» **Problem requirements**
Determine whether each statement below agrees with the excerpt on the sale of Chrysler, answering yes or no and quoting the deciding words from the excerpt. (a) Chrysler was sold to Cerberus Capital Management. (b) The news conference was broadcast live from Detroit. (c) Cerberus Capital Management is described as a Wall Street private equity firm.

» **Source text**
"""
Cerberus is not out to bail out the automaker for the good of America. What the firm—and the union—really want.


(Taken from Newsweek)

May 14, 2007 - Detroit was stunned Monday morning to wake up to the news that Chrysler had been sold to Cerberus Capital Management, a Wall Street private equity firm named for the three-headed dog that guards the gates of Hell. The unsettling news grew even more ominous when one of the Detroit TV stations began broadcasting the news conference live from Germany with a stern-sounding German translator drowning out the English being spoken by DaimlerChrysler Chairman Dieter Zetsche. It all reminded me of that R.E.M. song “Welcome to the Occupation.”
"""
(A block of data)
"""
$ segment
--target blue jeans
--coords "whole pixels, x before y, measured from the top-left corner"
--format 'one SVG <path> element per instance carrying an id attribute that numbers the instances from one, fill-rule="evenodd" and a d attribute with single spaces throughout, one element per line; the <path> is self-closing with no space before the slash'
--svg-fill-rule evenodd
"""
» **Correct result**
(a) Yes: "Chrysler had been sold to Cerberus Capital Management"
(b) No: "began broadcasting the news conference live from Germany"
(c) Yes: "a Wall Street private equity firm"